■ Data entries
################
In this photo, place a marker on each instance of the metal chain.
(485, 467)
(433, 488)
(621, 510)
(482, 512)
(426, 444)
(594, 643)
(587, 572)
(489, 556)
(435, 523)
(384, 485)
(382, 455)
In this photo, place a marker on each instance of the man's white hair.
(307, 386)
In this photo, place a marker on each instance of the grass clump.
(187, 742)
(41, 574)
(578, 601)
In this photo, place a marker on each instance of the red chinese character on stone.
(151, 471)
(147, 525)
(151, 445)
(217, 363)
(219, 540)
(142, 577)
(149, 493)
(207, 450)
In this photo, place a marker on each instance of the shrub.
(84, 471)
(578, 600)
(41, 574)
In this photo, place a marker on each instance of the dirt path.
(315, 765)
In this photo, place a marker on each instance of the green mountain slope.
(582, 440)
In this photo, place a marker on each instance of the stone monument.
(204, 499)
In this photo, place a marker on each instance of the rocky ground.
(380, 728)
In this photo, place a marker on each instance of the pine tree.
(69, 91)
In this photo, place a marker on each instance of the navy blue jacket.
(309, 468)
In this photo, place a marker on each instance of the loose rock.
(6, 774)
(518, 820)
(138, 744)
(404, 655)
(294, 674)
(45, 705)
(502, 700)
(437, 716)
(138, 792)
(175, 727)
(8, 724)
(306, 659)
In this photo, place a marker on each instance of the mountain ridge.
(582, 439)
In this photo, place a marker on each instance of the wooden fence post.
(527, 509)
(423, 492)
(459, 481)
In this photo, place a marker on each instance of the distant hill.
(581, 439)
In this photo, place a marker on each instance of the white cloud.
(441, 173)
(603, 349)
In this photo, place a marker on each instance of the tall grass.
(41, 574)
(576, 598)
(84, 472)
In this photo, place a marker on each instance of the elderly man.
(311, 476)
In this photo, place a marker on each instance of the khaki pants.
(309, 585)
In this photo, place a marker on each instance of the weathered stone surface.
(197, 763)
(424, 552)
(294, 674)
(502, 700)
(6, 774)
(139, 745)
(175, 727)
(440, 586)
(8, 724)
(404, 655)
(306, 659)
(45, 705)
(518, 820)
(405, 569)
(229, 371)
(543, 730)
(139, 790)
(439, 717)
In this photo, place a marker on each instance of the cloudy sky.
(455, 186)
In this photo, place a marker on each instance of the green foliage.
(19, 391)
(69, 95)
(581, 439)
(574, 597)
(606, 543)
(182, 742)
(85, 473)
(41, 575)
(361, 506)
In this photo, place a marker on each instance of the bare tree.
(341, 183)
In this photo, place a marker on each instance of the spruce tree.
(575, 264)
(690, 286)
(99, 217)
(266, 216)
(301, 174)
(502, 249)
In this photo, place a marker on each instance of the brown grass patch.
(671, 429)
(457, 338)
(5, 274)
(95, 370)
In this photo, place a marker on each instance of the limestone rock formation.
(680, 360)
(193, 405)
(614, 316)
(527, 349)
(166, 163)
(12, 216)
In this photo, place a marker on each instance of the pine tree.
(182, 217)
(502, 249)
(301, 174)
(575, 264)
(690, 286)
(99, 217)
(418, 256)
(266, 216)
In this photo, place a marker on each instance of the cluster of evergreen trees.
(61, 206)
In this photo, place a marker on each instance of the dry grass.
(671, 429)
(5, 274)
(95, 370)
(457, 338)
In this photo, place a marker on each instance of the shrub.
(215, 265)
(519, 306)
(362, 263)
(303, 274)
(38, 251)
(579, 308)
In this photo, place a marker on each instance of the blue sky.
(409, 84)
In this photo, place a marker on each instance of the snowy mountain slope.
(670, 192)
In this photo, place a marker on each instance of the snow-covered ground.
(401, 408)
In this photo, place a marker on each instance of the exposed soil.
################
■ Task instructions
Without omission, return all of the records exactly as given.

■ Your solution
In this photo, place a marker on each instance of the metal chain.
(485, 467)
(433, 488)
(621, 510)
(482, 512)
(426, 444)
(594, 643)
(587, 572)
(489, 556)
(435, 523)
(384, 485)
(382, 455)
In this photo, place a marker on each instance of the man's white hair.
(307, 386)
In this photo, place a marker on each instance of the grass clump.
(187, 742)
(41, 574)
(578, 601)
In this photo, place a marker on each instance of the red chinese character on stone.
(151, 471)
(147, 525)
(151, 445)
(217, 363)
(219, 540)
(142, 577)
(149, 493)
(207, 450)
In this photo, place a marker on each instance of the shrub.
(84, 471)
(578, 600)
(41, 574)
In this photo, place a marker on each instance of the dirt path.
(315, 765)
In this photo, place a marker on each instance of the green mountain slope.
(582, 440)
In this photo, place a marker on each instance of the stone monument.
(204, 499)
In this photo, place a marker on each instance of the rocky ground.
(380, 728)
In this photo, place a marker on each instance of the pine tree.
(69, 91)
In this photo, place a marker on each instance of the navy blue jacket.
(309, 468)
In this photo, place a marker on each instance of the loose rock.
(6, 774)
(518, 820)
(138, 744)
(404, 655)
(294, 674)
(45, 705)
(502, 700)
(437, 716)
(138, 792)
(175, 727)
(8, 724)
(306, 659)
In this photo, place a marker on each instance of the mountain ridge.
(582, 439)
In this photo, place a marker on each instance of the wooden fence post.
(527, 509)
(423, 492)
(459, 481)
In this photo, place a marker on each instance of the distant hill.
(581, 439)
In this photo, place a marker on each instance of the white cloud.
(441, 173)
(603, 349)
In this photo, place a marker on each instance of the tall grass.
(41, 574)
(576, 598)
(84, 472)
In this photo, place a marker on each instance of the elderly man.
(311, 476)
In this photo, place a marker on each instance of the khaki pants.
(309, 585)
In this photo, place a marker on each instance of the weathered stone surface.
(197, 763)
(424, 552)
(294, 674)
(502, 700)
(6, 774)
(139, 745)
(175, 727)
(440, 586)
(8, 724)
(404, 655)
(306, 659)
(45, 705)
(518, 820)
(405, 569)
(229, 371)
(543, 730)
(139, 790)
(439, 717)
In this photo, place a marker on each instance of the cloudy sky.
(455, 186)
In this photo, place a marker on each instance of the green foliage.
(19, 391)
(69, 95)
(581, 439)
(574, 597)
(606, 543)
(182, 742)
(85, 473)
(41, 575)
(361, 506)
In this photo, place a marker on each instance of the bare tree.
(341, 183)
In this photo, place a marker on each instance of the spruce tree.
(575, 264)
(690, 286)
(99, 217)
(266, 216)
(301, 174)
(502, 249)
In this photo, place a marker on each instance of the brown grass patch.
(671, 429)
(457, 338)
(5, 274)
(95, 370)
In this photo, place a marker on each instance of the limestone rock formation.
(680, 360)
(193, 405)
(614, 316)
(527, 349)
(166, 163)
(12, 216)
In this photo, place a marker on each instance of the pine tree.
(182, 217)
(502, 249)
(301, 174)
(575, 264)
(690, 286)
(99, 217)
(418, 256)
(266, 216)
In this photo, place a marker on each instance of the cluster of evergreen trees.
(61, 206)
In this photo, place a marker on each instance of the dry grass.
(671, 429)
(5, 274)
(95, 370)
(457, 338)
In this photo, place a marker on each instance of the shrub.
(215, 265)
(519, 306)
(362, 263)
(303, 274)
(38, 251)
(579, 308)
In this photo, place a marker on each instance of the blue sky.
(409, 84)
In this photo, place a marker on each instance of the snowy mountain slope.
(670, 192)
In this photo, place a marker on each instance of the snow-covered ground.
(401, 408)
In this photo, place a marker on each instance of the exposed soil.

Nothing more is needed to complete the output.